● Work instructions:
Reproduce a passage from the tic-tac-toe post below word for word, starting at "Monday, August 17, 2015" and ending after "Christ played tic-tac-toe.".

● Document:
* start *

Monday, August 17, 2015

The #hashtag/tic-tac-toe rivalry


I’m so old school I always feel like shouting “Paul Lynde to block!” every time I see a hashtag.
I wonder if devotees of tic-tac-toe resent how hashtags have stolen the thunder of one of the world’s oldest games.
Archeologists have unearthed evidence an early version of tic-tac-toe was played in the Roman Empire as far back as 100 B.C.
So it’s certainly conceivable Jesus Christ played tic-tac-toe.
Remember, He roamed the earth centuries before the advent of NFL on-line fantasy leagues and needed something to do to kill time.
It’s also possible, Him being Christ, He was pretty good. He could have been the Johnny Beauregard of His day.
As far as my superficial research can tell, Beauregard is the Babe Ruth of tic-tac-toe.
I googled “tic-tac-toe world champion” and found a 2011 link to a possibly satiric story that said Beauregard defeated nine grandmasters during a world championship held in the basement of a restaurant called Mike’s All-You-Can-Eat BBQ Buffet.
I say possibly satiric because the canon of authentic tic-tac-toe reportage is practically non-existent.

* end *

● Entries supplied:
* start *

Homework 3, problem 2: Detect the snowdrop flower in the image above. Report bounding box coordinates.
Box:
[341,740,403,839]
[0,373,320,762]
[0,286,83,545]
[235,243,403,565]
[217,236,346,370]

* end *

● Written response:
Monday, August 17, 2015

The #hashtag/tic-tac-toe rivalry


I’m so old school I always feel like shouting “Paul Lynde to block!” every time I see a hashtag.
I wonder if devotees of tic-tac-toe resent how hashtags have stolen the thunder of one of the world’s oldest games.
Archeologists have unearthed evidence an early version of tic-tac-toe was played in the Roman Empire as far back as 100 B.C.
So it’s certainly conceivable Jesus Christ played tic-tac-toe.